[EXERCISES]
A. From the passage on the RAE, write out the part that begins at the words "The Soca case" and stops after "in each case.".
B. Summarize the passage on the RAE in two sentences.
C. Translate this sentence from the passage on the RAE into English: "Muchos de estos trabajos, especialmente los diccionarios, han sido desarrollados a lo largo de 300 años por muchas personas de un modo desinteresado o pagado por todos."

The Soca case has put these types of practices up for debate. In times when schools of thought like #opendata (open data [es]) are permeating public institutions little by little in the name of more transparency, the RAE seems to encompass views of the past. Nonetheless, this is a consequence of the liberalization, or perhaps mercantilization “in extremis,” of the state and its resource,s and Grupo Planeta is simply defending its contribution (and more importantly, its investment) in the RAE. As such, many express [es] that the RAE should be privatized entirely or return to being entirely public, with diverse consequences in each case.

Ebaste, from the Crónicas desde el Molino blog, states a series of criticisms of the RAE and says [es] that the institution has lost its way and is going through a serious identity crisis. With respect to the copyright of the Academy's works, he says:

Muchos de estos trabajos, especialmente los diccionarios, han sido desarrollados a lo largo de 300 años por muchas personas de un modo desinteresado o pagado por todos. No es aceptable que ahora se le apliquen restricciones de derechos de autor en beneficio de grupos editoriales privados.

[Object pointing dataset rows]
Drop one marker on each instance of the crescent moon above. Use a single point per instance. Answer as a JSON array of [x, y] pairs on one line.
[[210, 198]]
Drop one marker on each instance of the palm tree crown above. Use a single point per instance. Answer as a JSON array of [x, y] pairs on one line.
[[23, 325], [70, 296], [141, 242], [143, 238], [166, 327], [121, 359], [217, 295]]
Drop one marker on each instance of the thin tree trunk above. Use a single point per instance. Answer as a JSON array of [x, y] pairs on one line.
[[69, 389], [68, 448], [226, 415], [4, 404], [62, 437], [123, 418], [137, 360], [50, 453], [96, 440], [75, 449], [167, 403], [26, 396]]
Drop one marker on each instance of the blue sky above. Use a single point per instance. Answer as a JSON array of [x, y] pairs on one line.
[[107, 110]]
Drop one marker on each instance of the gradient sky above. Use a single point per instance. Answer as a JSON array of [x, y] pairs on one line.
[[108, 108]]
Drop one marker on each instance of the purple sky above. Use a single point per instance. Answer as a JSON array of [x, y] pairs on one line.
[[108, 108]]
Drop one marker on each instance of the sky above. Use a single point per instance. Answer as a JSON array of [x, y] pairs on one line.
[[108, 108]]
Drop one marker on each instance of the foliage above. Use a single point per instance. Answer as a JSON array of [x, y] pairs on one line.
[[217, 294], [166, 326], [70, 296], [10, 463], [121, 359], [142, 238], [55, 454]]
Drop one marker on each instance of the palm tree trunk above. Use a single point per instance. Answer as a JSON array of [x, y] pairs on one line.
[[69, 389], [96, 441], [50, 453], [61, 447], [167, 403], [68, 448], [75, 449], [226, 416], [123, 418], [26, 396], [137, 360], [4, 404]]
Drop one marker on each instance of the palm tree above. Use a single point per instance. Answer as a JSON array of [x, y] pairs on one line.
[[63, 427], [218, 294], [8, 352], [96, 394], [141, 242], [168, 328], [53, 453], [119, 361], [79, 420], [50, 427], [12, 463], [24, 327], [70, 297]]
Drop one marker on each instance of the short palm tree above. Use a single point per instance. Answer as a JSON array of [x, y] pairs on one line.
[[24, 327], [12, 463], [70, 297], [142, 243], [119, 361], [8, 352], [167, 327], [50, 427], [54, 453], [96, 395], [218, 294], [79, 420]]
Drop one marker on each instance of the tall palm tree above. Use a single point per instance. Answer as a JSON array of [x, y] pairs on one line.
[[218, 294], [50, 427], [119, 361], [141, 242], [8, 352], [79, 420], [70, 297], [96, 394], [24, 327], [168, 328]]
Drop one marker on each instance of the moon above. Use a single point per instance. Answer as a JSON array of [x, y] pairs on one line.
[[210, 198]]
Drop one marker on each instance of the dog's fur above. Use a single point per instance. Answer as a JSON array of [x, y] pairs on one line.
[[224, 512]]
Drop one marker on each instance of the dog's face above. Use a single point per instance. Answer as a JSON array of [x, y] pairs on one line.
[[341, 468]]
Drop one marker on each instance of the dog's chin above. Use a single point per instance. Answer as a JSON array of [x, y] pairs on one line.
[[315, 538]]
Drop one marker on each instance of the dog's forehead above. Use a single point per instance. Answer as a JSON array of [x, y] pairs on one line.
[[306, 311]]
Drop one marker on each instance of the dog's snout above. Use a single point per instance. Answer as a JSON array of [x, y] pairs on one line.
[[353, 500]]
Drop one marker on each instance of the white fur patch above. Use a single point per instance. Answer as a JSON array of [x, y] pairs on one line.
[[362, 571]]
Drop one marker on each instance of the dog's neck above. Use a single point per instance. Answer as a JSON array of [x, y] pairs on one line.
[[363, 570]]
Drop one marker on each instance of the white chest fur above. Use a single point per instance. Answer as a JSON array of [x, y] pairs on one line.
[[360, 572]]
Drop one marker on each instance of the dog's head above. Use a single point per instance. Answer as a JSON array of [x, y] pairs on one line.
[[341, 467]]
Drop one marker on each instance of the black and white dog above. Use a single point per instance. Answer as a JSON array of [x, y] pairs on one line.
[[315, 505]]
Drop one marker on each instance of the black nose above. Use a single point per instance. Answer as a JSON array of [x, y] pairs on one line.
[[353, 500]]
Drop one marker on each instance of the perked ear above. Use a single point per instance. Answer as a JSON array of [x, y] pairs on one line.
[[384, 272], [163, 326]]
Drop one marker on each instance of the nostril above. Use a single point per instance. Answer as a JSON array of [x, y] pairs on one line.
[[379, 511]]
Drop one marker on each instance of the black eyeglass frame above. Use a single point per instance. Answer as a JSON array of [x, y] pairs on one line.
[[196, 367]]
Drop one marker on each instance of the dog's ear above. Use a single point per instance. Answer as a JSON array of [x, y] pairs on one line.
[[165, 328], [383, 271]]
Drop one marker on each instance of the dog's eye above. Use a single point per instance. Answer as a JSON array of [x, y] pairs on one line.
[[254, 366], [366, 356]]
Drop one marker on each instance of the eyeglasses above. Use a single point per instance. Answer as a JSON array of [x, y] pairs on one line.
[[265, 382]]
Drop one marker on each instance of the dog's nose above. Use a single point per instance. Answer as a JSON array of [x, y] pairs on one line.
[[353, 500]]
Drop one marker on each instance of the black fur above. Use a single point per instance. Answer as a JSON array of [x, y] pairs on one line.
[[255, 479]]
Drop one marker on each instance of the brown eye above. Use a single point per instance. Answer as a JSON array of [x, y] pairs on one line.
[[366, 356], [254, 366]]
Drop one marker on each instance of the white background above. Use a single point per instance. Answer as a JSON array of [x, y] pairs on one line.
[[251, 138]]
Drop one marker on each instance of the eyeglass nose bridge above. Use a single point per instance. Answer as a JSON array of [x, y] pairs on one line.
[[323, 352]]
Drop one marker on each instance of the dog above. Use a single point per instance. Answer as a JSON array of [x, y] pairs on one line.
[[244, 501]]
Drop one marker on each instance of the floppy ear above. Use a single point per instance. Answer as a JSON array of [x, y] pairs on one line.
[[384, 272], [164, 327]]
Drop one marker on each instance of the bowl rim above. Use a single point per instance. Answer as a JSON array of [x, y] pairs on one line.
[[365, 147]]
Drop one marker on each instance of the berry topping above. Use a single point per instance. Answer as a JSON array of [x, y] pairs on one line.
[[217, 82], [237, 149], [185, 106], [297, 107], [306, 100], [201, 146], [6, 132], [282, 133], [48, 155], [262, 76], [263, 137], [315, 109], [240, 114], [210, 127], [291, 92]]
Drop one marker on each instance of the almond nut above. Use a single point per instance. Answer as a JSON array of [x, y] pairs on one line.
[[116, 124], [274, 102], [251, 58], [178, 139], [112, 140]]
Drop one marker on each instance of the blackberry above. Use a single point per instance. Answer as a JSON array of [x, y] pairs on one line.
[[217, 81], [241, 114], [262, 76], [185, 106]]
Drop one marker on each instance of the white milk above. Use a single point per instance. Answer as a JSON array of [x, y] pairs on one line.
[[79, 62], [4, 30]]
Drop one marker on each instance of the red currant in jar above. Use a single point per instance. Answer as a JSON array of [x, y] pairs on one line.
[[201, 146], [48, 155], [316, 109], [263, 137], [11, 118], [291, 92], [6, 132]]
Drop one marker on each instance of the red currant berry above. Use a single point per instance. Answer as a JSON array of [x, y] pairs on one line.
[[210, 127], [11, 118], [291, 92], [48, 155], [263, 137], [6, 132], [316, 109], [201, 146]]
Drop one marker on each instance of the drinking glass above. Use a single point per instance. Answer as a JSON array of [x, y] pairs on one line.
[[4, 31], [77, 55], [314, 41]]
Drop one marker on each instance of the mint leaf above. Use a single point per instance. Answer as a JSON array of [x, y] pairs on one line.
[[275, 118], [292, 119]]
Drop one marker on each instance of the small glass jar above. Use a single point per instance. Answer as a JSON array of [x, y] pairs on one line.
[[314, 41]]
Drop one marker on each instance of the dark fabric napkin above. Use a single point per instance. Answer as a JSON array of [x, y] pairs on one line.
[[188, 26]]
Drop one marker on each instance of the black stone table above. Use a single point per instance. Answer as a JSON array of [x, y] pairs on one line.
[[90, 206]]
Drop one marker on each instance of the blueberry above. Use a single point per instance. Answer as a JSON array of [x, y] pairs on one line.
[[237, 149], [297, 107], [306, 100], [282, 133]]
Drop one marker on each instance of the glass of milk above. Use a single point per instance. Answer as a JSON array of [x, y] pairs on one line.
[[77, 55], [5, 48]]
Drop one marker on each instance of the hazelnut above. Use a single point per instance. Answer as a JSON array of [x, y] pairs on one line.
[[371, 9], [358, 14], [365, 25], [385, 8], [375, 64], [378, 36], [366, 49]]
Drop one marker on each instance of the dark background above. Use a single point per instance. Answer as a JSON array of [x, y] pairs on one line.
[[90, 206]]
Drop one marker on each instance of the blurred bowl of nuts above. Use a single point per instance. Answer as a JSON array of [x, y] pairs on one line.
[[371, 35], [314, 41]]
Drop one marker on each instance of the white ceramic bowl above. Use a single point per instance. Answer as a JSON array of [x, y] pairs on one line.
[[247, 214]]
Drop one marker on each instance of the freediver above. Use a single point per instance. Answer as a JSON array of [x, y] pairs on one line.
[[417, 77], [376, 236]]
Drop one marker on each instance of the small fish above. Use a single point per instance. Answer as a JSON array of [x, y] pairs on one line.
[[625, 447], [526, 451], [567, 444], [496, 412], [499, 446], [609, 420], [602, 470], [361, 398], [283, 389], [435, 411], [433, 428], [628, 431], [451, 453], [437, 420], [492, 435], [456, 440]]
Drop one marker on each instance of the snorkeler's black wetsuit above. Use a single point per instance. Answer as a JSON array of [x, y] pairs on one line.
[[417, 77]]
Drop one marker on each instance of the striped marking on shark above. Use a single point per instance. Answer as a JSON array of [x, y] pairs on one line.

[OUTPUTS IN ORDER]
A.
The Soca case has put these types of practices up for debate. In times when schools of thought like #opendata (open data [es]) are permeating public institutions little by little in the name of more transparency, the RAE seems to encompass views of the past. Nonetheless, this is a consequence of the liberalization, or perhaps mercantilization “in extremis,” of the state and its resource,s and Grupo Planeta is simply defending its contribution (and more importantly, its investment) in the RAE. As such, many express [es] that the RAE should be privatized entirely or return to being entirely public, with diverse consequences in each case.

B. The Soca case has opened debate on the RAE's practices, which seem to reflect views of the past at a time when open data is spreading through public institutions, and many say the RAE should become either fully private or fully public again. Ebaste, of the Crónicas desde el Molino blog, says the institution has lost its way and objects to copyright restrictions that benefit private publishing groups being placed on works developed over 300 years by many people, either unselfishly or paid for by everyone.

C. Many of these works, especially the dictionaries, have been developed over 300 years by many people, either unselfishly or paid for by everyone.